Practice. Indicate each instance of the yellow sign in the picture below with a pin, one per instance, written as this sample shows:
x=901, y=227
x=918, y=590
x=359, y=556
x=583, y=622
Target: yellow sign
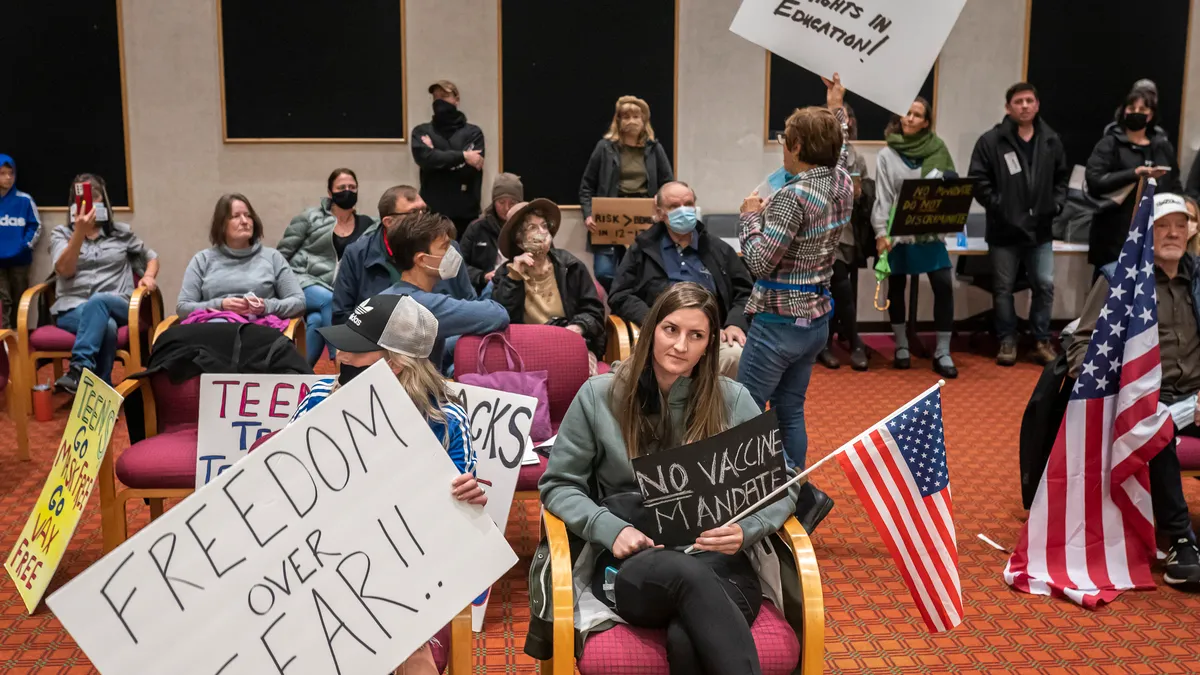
x=621, y=220
x=42, y=543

▬▬▬

REQUEST: Reproduce every row above word for word, omitting the pictures.

WRITTEN SOLUTION:
Practice. Indicate each instance of the yellow sign in the picture below with a pin, one per instance, written as this sample shows:
x=901, y=227
x=918, y=590
x=359, y=556
x=583, y=622
Target: yellow sign
x=621, y=220
x=42, y=543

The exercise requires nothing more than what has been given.